- _EXERCISE INSTRUCTIONS_:
Everything from the line containing "A point marks every instance of the candle" through the final line of the listing below should be given again, word for word, and nothing else.

::::::::

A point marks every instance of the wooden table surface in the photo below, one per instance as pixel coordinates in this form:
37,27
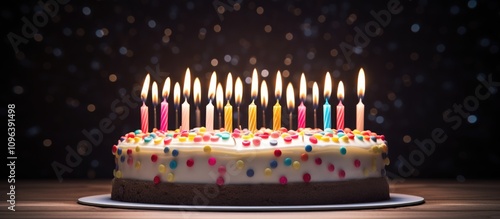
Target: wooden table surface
443,199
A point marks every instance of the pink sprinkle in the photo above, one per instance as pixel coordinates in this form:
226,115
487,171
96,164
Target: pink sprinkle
341,174
283,180
156,180
220,181
212,161
313,139
222,170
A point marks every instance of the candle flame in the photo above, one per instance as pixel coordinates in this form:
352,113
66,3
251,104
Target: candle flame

::::::::

- _ANSWER TO THIS PROBLEM_:
A point marks every instance of the candle flame in the photo above, one per instance as pixel coordinates in this form:
352,113
66,3
251,104
Target: candle flame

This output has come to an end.